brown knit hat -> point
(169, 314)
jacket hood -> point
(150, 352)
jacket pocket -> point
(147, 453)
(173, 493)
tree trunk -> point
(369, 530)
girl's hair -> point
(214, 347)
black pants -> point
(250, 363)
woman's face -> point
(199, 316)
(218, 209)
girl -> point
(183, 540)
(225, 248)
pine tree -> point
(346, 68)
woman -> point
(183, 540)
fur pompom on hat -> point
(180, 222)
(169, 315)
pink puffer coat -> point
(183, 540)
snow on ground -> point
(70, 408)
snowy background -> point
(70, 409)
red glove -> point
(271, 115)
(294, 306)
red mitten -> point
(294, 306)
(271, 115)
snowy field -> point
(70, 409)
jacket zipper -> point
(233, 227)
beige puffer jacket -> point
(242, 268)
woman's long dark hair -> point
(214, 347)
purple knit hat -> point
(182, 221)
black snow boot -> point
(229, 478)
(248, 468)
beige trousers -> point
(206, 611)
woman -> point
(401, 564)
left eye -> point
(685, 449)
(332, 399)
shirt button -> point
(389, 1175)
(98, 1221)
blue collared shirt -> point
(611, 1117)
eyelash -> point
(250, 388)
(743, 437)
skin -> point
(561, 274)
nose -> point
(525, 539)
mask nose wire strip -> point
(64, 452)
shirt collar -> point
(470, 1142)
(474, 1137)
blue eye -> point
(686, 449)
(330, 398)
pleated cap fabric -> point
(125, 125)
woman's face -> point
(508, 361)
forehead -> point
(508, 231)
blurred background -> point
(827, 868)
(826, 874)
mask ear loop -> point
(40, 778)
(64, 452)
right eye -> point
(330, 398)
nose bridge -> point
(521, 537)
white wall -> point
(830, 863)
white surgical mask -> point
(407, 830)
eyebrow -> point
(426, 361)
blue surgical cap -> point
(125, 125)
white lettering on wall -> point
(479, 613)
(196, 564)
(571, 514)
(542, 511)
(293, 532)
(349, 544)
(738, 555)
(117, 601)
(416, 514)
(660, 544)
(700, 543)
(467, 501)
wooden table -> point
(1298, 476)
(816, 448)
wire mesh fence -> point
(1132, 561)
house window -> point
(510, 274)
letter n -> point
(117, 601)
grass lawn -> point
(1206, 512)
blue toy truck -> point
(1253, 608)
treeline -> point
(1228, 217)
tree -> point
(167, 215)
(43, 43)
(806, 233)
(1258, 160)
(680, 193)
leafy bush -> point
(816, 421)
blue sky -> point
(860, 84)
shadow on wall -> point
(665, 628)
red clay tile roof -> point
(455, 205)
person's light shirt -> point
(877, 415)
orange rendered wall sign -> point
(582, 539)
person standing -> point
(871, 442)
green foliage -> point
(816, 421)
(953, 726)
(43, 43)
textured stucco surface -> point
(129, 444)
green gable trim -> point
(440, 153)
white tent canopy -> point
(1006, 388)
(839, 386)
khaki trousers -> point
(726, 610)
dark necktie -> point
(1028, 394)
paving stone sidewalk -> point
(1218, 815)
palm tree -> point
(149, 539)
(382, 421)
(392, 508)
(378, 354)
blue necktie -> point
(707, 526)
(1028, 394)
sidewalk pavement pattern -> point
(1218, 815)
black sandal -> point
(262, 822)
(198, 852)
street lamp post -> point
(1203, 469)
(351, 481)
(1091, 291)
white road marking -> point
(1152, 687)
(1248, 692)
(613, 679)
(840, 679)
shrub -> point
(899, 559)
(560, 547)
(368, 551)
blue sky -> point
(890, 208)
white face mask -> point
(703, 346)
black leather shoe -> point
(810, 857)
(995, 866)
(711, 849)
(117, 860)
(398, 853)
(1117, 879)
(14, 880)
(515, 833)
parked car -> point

|---|

*EXERCISE:* Starting at the line with "person standing -> point", copy every line down to the last one above, exactly as written and with nothing else.

*ANSWER BOX:*
person standing -> point
(871, 442)
green foliage -> point
(816, 421)
(953, 726)
(43, 43)
textured stucco surface -> point
(129, 444)
green gable trim -> point
(440, 153)
white tent canopy -> point
(1006, 388)
(839, 386)
khaki trousers -> point
(726, 610)
dark necktie -> point
(1028, 394)
paving stone sidewalk -> point
(1218, 815)
palm tree -> point
(149, 539)
(382, 421)
(392, 508)
(378, 354)
blue necktie -> point
(707, 526)
(1028, 394)
sidewalk pavement pattern -> point
(1218, 815)
black sandal -> point
(262, 822)
(198, 852)
street lamp post -> point
(1203, 469)
(351, 481)
(1091, 291)
white road marking -> point
(1152, 687)
(1248, 692)
(613, 679)
(840, 679)
shrub -> point
(899, 559)
(560, 547)
(368, 551)
blue sky -> point
(890, 208)
white face mask -> point
(703, 346)
black leather shoe -> point
(810, 857)
(995, 866)
(711, 849)
(117, 860)
(398, 853)
(1117, 879)
(14, 880)
(515, 833)
parked car -> point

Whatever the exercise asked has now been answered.